Source material
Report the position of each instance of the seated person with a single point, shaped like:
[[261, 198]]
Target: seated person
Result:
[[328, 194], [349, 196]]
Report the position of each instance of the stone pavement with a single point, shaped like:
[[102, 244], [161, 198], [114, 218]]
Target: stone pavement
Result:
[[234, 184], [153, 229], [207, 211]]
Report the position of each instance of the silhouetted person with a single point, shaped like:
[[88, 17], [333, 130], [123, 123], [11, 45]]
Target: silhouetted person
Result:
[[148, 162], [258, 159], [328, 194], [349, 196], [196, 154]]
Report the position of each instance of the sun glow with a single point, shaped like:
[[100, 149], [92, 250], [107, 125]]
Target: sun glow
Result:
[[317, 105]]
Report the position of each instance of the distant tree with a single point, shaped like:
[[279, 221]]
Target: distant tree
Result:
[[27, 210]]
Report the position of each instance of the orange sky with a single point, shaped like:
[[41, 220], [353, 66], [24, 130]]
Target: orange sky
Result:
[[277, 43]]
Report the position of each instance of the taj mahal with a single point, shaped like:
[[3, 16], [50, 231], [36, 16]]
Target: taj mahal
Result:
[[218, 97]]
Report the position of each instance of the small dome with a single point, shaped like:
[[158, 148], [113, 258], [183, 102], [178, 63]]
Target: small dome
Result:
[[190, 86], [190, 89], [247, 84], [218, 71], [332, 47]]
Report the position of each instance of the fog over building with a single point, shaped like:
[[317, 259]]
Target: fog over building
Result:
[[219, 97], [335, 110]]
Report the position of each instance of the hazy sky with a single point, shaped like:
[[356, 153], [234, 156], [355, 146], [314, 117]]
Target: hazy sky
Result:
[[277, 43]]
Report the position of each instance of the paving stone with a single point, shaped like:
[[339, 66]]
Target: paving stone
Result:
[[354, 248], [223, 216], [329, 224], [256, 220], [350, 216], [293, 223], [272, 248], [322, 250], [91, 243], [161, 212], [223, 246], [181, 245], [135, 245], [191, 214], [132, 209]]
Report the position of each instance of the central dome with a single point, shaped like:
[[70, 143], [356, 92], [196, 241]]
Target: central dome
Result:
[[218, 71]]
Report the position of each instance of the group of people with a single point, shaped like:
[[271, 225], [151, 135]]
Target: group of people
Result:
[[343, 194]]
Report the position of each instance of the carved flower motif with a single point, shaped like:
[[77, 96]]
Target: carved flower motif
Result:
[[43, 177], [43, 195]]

--

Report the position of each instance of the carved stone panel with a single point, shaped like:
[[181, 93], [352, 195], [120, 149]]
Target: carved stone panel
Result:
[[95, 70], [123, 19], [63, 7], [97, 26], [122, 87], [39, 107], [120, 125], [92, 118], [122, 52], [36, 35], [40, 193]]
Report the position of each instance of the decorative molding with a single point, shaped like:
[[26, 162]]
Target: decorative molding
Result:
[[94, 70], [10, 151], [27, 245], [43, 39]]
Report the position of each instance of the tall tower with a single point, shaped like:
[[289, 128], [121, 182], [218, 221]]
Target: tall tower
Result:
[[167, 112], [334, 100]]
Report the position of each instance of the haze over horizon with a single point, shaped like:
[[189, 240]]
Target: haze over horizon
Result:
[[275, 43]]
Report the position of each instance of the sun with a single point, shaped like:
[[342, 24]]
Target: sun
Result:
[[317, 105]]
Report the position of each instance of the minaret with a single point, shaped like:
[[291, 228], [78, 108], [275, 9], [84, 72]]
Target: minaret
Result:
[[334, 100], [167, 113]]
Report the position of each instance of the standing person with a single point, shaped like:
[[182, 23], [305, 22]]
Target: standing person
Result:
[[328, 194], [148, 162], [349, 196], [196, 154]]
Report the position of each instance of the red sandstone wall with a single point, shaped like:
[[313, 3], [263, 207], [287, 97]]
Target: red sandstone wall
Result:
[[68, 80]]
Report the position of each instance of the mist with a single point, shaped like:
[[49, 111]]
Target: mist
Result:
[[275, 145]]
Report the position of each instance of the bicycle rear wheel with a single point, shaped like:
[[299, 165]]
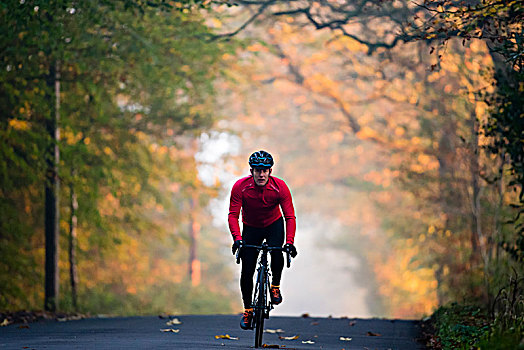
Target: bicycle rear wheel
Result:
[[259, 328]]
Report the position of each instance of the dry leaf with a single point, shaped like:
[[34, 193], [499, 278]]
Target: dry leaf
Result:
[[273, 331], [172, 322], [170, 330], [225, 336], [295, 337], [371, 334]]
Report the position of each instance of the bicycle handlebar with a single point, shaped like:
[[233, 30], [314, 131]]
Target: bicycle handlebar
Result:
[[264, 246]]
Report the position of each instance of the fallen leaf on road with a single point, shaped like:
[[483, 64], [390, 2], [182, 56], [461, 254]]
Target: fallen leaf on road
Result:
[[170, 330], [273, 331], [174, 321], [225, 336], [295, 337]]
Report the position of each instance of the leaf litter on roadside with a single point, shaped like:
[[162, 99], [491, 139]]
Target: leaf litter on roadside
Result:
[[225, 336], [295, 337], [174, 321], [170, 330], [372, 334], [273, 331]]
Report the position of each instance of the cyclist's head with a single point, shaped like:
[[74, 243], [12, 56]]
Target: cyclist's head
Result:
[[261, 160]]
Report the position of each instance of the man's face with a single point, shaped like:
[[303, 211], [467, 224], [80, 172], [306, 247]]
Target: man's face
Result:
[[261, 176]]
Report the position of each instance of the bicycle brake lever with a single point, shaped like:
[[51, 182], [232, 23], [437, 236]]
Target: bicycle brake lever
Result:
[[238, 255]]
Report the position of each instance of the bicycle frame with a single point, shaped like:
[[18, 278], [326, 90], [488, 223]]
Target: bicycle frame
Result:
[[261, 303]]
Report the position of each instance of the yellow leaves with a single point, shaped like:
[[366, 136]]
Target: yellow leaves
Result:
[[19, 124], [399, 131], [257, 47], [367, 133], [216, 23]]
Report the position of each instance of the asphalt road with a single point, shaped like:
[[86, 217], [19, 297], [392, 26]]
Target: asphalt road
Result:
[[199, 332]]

Stated task
Rewrite the lines from the line with "Report the position of each instance of the yellow" up to and including the line with "[[199, 332]]", replacing "asphalt road" with "gravel road" and leaving everything else unchanged.

Correct result
Report the position of each instance of the yellow leaves with a single point, shaped like:
[[366, 136]]
Target: yellow leaves
Result:
[[19, 124], [399, 131], [257, 47], [367, 133], [216, 23]]
Report the position of each instance of the gravel road with a single point, shaped like:
[[86, 217], [19, 297], [392, 26]]
Target: gravel road
Result:
[[199, 332]]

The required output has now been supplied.